→ Work task: Reproduce word for word the stretch of the health coverage text from "Many other states" through "reportedly under discussion.".

The AP is reporting that Washington state is considering a proposal to move part time state government employees eligible for employer sponsored health insurance out of state health coverage and into Exchange health insurance purchases. This latest proposal focuses on Washington state government employees who work 20-30 hours per week only. Washington, unusually generous in this regard, has historically extended state health coverage to those who work for state government for as few as 20 hours a week.
Many other states are not so generous, but they also struggle with the budgetary significance of the ACA's requirement that those who work a minimum of 30 hours a week be offered employer sponsored health insurance. Virginia is reportedly requiring that all part-time state employees work less than 30 hours a week, to dodge the ACA coverage requirement. This move parallels reports of similar conduct in the private sector.
Washington state's circumstances are distinguishable, of course. These matters are a subject of collective bargaining in Washington state. A revised collective bargaining agreement sweetening the deal for individual state workers in the 20-30 hours per week category to move to the Exchnage is reportedly under discussion.
But, as far as I can tell, noone is offering to sweeten the deal for Virginia's part time state employees. Florida, taking another tack, is moving to extend state coverage to its 30-39 hours per week employees, a group that has traditionally not been offered health insurance in that state.

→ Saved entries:
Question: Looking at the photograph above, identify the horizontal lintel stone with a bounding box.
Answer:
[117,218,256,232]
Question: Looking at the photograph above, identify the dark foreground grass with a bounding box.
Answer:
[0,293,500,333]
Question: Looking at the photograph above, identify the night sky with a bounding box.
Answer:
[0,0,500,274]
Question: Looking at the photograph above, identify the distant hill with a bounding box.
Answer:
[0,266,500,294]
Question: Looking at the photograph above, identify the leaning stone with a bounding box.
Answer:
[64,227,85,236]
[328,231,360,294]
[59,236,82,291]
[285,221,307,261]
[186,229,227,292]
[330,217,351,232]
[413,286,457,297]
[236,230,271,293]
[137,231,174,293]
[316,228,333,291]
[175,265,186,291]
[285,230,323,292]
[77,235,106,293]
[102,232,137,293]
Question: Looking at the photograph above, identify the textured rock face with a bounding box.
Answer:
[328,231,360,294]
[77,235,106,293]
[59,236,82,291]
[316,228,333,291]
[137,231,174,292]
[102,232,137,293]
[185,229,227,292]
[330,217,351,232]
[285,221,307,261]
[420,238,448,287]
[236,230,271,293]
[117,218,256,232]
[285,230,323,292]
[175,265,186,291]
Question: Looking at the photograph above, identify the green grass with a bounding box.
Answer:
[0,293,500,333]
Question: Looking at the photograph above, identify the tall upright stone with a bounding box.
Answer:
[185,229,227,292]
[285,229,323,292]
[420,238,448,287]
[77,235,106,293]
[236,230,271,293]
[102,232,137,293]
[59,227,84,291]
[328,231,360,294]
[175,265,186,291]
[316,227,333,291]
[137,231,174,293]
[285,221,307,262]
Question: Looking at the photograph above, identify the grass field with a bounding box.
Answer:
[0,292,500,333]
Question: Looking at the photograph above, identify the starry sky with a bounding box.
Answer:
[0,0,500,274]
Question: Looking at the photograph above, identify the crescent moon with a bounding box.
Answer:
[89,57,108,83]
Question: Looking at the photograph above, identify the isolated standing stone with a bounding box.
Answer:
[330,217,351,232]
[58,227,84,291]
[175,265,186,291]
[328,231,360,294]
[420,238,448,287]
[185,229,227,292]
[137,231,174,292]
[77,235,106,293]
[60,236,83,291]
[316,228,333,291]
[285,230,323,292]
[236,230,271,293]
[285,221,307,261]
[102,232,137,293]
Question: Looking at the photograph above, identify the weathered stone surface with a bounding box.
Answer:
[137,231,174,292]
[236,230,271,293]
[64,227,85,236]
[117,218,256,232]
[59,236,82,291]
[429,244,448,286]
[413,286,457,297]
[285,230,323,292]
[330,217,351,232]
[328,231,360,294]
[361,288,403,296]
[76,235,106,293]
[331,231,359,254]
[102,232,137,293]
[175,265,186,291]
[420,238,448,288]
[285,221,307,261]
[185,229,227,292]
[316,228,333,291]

→ The completed task:
Many other states are not so generous, but they also struggle with the budgetary significance of the ACA's requirement that those who work a minimum of 30 hours a week be offered employer sponsored health insurance. Virginia is reportedly requiring that all part-time state employees work less than 30 hours a week, to dodge the ACA coverage requirement. This move parallels reports of similar conduct in the private sector.
Washington state's circumstances are distinguishable, of course. These matters are a subject of collective bargaining in Washington state. A revised collective bargaining agreement sweetening the deal for individual state workers in the 20-30 hours per week category to move to the Exchnage is reportedly under discussion.